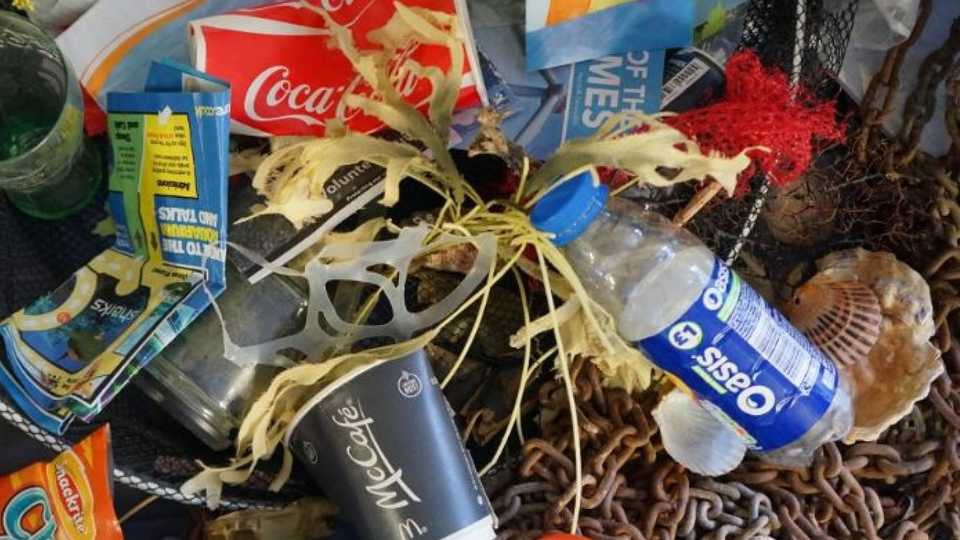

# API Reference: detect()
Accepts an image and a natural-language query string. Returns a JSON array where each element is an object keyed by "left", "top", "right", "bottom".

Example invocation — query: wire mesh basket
[{"left": 0, "top": 0, "right": 860, "bottom": 512}]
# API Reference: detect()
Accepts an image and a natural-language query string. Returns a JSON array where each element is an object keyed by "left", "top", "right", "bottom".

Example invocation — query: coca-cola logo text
[
  {"left": 331, "top": 401, "right": 422, "bottom": 510},
  {"left": 244, "top": 65, "right": 363, "bottom": 126},
  {"left": 243, "top": 47, "right": 427, "bottom": 129}
]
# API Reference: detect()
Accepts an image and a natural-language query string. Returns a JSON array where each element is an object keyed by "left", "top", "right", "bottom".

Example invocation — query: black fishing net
[
  {"left": 0, "top": 0, "right": 862, "bottom": 511},
  {"left": 740, "top": 0, "right": 858, "bottom": 96}
]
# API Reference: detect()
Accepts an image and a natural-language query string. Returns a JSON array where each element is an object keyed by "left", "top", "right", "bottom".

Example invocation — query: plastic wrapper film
[{"left": 0, "top": 425, "right": 122, "bottom": 540}]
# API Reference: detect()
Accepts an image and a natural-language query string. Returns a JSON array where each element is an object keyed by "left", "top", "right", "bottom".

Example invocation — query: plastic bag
[{"left": 847, "top": 0, "right": 920, "bottom": 50}]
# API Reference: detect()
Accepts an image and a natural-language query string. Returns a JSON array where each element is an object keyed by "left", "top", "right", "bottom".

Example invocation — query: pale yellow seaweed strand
[
  {"left": 440, "top": 221, "right": 473, "bottom": 238},
  {"left": 392, "top": 4, "right": 463, "bottom": 139},
  {"left": 306, "top": 3, "right": 463, "bottom": 184},
  {"left": 479, "top": 347, "right": 558, "bottom": 476},
  {"left": 515, "top": 157, "right": 530, "bottom": 206},
  {"left": 440, "top": 244, "right": 525, "bottom": 388},
  {"left": 534, "top": 245, "right": 583, "bottom": 532},
  {"left": 478, "top": 267, "right": 536, "bottom": 475}
]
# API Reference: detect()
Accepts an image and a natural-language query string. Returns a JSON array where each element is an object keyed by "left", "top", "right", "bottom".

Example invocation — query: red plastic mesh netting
[{"left": 665, "top": 49, "right": 844, "bottom": 195}]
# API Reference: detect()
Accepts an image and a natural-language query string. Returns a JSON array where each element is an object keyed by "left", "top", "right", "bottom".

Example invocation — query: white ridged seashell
[
  {"left": 653, "top": 389, "right": 747, "bottom": 476},
  {"left": 783, "top": 276, "right": 882, "bottom": 367}
]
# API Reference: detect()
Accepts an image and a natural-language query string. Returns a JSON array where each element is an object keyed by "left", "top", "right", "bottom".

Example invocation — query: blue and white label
[{"left": 638, "top": 259, "right": 838, "bottom": 451}]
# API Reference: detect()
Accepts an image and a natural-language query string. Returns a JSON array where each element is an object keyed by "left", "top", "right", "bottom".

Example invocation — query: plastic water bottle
[{"left": 531, "top": 167, "right": 852, "bottom": 471}]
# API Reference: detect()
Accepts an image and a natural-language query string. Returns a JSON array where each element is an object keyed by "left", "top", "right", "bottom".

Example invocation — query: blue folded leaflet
[{"left": 0, "top": 61, "right": 230, "bottom": 433}]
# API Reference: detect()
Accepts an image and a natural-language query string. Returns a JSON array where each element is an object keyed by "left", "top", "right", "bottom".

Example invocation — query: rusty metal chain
[
  {"left": 855, "top": 0, "right": 932, "bottom": 164},
  {"left": 492, "top": 327, "right": 960, "bottom": 538},
  {"left": 891, "top": 17, "right": 960, "bottom": 170},
  {"left": 494, "top": 360, "right": 785, "bottom": 539}
]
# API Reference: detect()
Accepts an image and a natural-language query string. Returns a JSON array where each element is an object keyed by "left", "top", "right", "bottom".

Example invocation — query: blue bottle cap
[{"left": 530, "top": 166, "right": 609, "bottom": 246}]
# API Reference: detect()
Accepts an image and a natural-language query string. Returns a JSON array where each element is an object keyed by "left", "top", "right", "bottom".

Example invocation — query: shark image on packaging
[{"left": 0, "top": 61, "right": 231, "bottom": 433}]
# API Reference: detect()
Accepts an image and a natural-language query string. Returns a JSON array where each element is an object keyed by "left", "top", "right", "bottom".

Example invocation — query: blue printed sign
================
Line by line, transcribe the records exactly, omitting the images.

# API Reference: detect()
Accepts an image and a natural-language query string. Returns a JSON array where each element is an object keyed by "left", "top", "right", "bottom".

Example invocation — query: wire mesh basket
[{"left": 0, "top": 0, "right": 860, "bottom": 512}]
# API Reference: detect()
Accepts an image and a natural-language query string. Returns a JSON array where each element is an object keyed by "left", "top", "right", "bottom".

Example invocation — query: coca-cola logo text
[
  {"left": 331, "top": 401, "right": 422, "bottom": 510},
  {"left": 244, "top": 65, "right": 363, "bottom": 126},
  {"left": 243, "top": 47, "right": 427, "bottom": 129}
]
# API Reference: detect()
Accepts an image and a natural-language query string. Returns a JSON array where each element is an object keyed by "left", "top", "right", "bottom".

Example invocation — query: black fishing net
[
  {"left": 0, "top": 0, "right": 862, "bottom": 511},
  {"left": 740, "top": 0, "right": 858, "bottom": 96}
]
# API Reference: detect()
Accepts an image and a natural-language query string. Returns a JSON array where each element is an object keyed by "left", "top", "right", "bottom".

Example invocation — query: plastic wrapper film
[{"left": 0, "top": 425, "right": 122, "bottom": 540}]
# API Reference: detect()
Accepts an image and a natural-language query string. Returns a JSON array where each element is an object keyed by "left", "top", "right", "bottom".

Example invocation — query: plastic bag
[{"left": 847, "top": 0, "right": 920, "bottom": 50}]
# API Reference: detect()
Accepts an image and a natural-language query string. Returns a JSON array where each element is an object keyed by "left", "top", "right", "bottom".

Example invocation — query: pale yellow seaweed strand
[
  {"left": 440, "top": 221, "right": 473, "bottom": 238},
  {"left": 392, "top": 4, "right": 463, "bottom": 139},
  {"left": 306, "top": 3, "right": 463, "bottom": 184},
  {"left": 479, "top": 347, "right": 558, "bottom": 476},
  {"left": 515, "top": 157, "right": 530, "bottom": 206},
  {"left": 440, "top": 244, "right": 525, "bottom": 388},
  {"left": 534, "top": 245, "right": 583, "bottom": 532},
  {"left": 478, "top": 267, "right": 536, "bottom": 475}
]
# API Reference: detect()
Accepts an image and a natural-language query string. Returns a JSON array where each element is an object keyed by "left", "top", "right", "bottom".

Example invocation — query: red plastic mesh netting
[{"left": 665, "top": 49, "right": 844, "bottom": 195}]
# API Reference: detect()
Accepts an image and a natural-language query string. Returns a JSON array where each element is an object keyed by "left", "top", "right", "bottom".

Example invocation — query: white ridged seashell
[
  {"left": 653, "top": 389, "right": 747, "bottom": 476},
  {"left": 783, "top": 276, "right": 882, "bottom": 367}
]
# API Reference: detect()
Accepts an image and a natural-language query string. Returns a JSON array where each element is an object keyed by "left", "top", "right", "bottom".

Example invocation — query: blue and white label
[{"left": 638, "top": 259, "right": 838, "bottom": 451}]
# API Reference: detect()
Accepts an image and a natural-language query string. Returns a JSON array where each element is an object keyed by "left", "top", "right", "bottom".

Example invocation — query: plastic water bottle
[{"left": 531, "top": 167, "right": 852, "bottom": 471}]
# API Reference: detect()
Accepts an image and a natural-language query string. Returns a JSON array where each element is an object keyed by "left", "top", "right", "bottom".

Example invocation — query: blue folded leaflet
[{"left": 0, "top": 61, "right": 230, "bottom": 433}]
# API Reference: detect()
Accepts an image and a natural-language query string. Returns a JSON array where each element is an object keyed by "left", "top", "right", "bottom".

Example invocation — query: rusty metal chain
[
  {"left": 855, "top": 0, "right": 932, "bottom": 164},
  {"left": 492, "top": 327, "right": 960, "bottom": 538},
  {"left": 891, "top": 17, "right": 960, "bottom": 170},
  {"left": 494, "top": 360, "right": 785, "bottom": 539}
]
# API Reference: detect()
Accepts an image and a natural-language query string. Returns a JSON array where each element is an object keyed by "left", "top", "right", "bottom".

Example invocation — query: blue bottle cap
[{"left": 530, "top": 166, "right": 609, "bottom": 246}]
# API Reference: detect()
Accepts an image and a natural-language query string. Returns a JSON array where each element is an object keyed by "left", "top", "right", "bottom".

Example invocation — query: shark image on packaging
[{"left": 0, "top": 61, "right": 231, "bottom": 433}]
# API Reference: detect()
Accepts an image and a natural-language query string. Returns a JSON array where each element is an object keyed by "left", "top", "right", "bottom".

Example invocation — query: blue printed sign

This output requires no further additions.